• _Description of the task_: Find each line in the material below that contains the word "field", and copy those lines out in full.

(begin)

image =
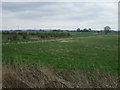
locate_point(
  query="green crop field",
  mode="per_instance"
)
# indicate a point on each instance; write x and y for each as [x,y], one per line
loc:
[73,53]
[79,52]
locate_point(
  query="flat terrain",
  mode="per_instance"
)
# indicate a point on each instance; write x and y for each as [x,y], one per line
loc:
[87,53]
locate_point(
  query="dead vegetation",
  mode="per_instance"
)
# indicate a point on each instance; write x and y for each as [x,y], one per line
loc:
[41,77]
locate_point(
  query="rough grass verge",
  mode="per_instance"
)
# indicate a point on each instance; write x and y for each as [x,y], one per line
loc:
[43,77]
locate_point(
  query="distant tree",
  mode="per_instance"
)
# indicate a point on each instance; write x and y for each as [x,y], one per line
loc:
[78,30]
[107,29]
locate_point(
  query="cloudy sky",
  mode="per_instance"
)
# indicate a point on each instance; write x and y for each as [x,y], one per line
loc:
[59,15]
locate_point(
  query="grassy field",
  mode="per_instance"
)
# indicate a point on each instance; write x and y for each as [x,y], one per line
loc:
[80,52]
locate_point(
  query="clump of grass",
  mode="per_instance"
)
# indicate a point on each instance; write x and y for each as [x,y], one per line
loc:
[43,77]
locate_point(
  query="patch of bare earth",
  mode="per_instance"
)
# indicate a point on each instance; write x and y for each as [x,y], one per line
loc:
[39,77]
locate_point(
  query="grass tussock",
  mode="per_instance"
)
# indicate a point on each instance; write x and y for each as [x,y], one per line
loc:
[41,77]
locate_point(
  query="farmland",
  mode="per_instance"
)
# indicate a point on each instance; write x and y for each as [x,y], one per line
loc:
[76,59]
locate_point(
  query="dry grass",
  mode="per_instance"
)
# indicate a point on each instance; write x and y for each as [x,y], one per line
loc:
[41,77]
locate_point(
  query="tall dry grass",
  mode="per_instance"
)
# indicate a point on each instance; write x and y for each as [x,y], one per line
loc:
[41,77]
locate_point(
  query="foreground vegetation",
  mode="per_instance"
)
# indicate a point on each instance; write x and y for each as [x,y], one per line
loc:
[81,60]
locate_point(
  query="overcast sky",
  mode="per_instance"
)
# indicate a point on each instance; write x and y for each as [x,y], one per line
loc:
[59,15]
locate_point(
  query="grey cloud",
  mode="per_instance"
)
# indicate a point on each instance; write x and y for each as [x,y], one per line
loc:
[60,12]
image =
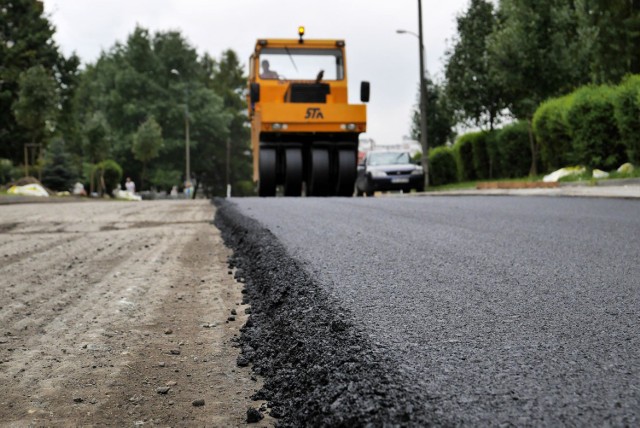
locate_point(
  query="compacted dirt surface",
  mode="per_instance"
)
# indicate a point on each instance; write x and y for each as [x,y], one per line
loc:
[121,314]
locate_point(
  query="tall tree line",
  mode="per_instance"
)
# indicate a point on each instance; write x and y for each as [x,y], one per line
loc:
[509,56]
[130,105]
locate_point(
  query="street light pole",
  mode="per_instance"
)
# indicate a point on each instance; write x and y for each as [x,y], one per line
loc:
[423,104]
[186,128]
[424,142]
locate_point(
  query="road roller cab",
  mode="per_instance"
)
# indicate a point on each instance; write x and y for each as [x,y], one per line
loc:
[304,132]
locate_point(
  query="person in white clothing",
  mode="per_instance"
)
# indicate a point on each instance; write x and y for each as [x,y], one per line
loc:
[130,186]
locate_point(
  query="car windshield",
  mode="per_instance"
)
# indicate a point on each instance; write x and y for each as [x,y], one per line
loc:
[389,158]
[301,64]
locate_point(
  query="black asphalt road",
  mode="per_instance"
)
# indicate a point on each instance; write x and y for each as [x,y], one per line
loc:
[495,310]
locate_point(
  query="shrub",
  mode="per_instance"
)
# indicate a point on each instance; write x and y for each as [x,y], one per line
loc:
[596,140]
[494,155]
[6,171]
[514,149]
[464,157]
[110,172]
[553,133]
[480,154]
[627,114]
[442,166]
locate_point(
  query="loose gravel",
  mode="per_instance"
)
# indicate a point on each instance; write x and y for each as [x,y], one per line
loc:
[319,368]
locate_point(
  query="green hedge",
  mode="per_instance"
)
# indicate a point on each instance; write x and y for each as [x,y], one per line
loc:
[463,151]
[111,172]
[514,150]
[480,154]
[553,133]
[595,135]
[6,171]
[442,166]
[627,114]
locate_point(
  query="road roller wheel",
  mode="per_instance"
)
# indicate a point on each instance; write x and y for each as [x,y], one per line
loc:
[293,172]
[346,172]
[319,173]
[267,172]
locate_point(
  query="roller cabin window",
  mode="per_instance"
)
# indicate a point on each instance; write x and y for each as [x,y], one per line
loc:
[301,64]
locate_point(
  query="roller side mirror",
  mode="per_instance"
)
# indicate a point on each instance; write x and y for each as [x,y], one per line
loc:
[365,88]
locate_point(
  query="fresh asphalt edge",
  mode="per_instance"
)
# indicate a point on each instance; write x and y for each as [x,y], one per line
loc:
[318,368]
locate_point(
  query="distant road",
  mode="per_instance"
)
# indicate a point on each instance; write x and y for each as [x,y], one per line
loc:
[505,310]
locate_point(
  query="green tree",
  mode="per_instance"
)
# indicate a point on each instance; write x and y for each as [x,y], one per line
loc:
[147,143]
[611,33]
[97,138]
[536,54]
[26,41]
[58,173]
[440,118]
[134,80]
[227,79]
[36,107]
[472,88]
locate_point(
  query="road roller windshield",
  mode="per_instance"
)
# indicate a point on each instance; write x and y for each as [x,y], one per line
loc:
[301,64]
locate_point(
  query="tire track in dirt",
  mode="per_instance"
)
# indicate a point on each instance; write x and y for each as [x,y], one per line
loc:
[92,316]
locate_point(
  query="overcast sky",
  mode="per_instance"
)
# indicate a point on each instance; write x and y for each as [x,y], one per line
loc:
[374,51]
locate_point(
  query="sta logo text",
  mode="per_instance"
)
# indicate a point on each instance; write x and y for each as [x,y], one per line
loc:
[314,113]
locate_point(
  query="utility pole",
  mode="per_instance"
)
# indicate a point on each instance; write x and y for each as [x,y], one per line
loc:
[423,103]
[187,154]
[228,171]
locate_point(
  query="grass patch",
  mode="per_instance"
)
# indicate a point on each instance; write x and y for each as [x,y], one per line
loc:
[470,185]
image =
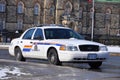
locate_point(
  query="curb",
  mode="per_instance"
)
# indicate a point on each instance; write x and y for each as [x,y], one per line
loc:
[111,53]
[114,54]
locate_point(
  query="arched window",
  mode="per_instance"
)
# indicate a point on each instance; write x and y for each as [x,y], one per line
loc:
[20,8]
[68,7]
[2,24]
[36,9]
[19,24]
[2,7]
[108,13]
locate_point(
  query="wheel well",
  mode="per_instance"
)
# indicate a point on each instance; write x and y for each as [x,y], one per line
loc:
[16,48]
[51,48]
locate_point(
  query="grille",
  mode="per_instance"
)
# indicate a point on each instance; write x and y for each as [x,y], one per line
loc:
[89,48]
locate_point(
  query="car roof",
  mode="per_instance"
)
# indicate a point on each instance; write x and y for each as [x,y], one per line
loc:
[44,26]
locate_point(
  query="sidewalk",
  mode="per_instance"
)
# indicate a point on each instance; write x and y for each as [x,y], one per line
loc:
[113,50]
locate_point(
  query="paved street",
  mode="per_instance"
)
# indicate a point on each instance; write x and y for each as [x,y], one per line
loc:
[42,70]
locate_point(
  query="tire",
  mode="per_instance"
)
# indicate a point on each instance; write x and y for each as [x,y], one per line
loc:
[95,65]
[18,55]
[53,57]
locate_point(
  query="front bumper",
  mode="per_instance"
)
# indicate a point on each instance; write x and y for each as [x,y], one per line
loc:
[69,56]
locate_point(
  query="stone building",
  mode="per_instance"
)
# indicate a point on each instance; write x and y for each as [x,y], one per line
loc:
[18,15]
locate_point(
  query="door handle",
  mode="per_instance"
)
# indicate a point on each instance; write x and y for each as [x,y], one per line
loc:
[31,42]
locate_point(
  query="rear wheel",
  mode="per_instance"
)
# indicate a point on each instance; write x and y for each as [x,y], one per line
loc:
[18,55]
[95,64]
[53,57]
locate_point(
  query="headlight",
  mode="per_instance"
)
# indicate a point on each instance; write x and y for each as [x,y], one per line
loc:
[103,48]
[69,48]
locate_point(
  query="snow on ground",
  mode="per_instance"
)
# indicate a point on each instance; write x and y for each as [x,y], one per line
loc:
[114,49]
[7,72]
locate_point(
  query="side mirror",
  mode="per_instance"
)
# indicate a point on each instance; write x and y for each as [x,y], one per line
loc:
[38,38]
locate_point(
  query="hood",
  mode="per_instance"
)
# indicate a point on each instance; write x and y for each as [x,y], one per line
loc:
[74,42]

(end)
(begin)

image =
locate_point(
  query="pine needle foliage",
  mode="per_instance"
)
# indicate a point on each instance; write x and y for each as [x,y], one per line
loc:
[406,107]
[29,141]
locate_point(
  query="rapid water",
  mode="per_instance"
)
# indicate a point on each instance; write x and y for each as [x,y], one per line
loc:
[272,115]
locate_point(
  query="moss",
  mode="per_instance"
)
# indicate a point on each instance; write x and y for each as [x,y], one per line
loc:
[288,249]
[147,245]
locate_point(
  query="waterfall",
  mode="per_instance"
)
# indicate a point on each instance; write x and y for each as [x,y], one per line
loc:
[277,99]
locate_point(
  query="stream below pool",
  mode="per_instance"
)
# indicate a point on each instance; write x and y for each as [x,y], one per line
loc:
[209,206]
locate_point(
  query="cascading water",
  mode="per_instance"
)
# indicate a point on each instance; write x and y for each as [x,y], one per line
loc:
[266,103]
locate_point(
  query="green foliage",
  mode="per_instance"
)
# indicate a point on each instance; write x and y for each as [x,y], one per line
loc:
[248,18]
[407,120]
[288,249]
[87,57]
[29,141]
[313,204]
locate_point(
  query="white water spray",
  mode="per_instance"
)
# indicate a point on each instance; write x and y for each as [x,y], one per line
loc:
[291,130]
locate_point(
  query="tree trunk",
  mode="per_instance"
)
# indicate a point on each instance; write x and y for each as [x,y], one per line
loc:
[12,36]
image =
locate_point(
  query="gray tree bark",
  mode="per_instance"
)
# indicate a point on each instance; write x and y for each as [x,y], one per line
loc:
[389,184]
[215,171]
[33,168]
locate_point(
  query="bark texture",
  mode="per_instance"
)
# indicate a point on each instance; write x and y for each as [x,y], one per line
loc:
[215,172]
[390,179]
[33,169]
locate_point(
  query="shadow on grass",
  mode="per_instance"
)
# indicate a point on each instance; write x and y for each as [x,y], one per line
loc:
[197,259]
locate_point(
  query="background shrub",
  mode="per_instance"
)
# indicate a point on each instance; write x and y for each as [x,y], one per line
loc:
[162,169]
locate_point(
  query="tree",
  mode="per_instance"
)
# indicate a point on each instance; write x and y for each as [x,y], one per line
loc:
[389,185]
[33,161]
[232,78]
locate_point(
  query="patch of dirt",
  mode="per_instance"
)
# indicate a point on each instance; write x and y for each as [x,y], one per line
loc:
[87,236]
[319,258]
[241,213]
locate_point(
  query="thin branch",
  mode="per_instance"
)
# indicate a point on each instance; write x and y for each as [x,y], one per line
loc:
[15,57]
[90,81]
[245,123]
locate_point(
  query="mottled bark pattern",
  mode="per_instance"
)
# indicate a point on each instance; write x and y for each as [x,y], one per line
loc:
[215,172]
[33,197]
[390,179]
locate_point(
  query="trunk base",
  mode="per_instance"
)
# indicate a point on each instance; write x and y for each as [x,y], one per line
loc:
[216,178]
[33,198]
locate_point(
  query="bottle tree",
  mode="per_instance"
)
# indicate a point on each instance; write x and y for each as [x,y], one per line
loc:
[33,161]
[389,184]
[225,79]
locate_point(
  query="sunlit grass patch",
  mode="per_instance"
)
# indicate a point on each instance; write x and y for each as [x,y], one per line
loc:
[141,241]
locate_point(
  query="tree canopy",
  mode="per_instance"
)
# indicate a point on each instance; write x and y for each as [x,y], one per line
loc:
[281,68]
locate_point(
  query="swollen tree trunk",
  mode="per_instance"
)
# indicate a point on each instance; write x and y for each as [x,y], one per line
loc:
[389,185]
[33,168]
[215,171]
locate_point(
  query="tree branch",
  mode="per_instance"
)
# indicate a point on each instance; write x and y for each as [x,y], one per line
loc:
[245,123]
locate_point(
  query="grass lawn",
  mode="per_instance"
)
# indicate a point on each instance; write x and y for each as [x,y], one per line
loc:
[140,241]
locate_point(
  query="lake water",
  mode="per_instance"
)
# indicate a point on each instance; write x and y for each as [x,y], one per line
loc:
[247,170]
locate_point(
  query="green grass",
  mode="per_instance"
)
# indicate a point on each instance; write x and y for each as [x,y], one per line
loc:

(end)

• _Exercise result_:
  query="green crop field",
  query="grassy field",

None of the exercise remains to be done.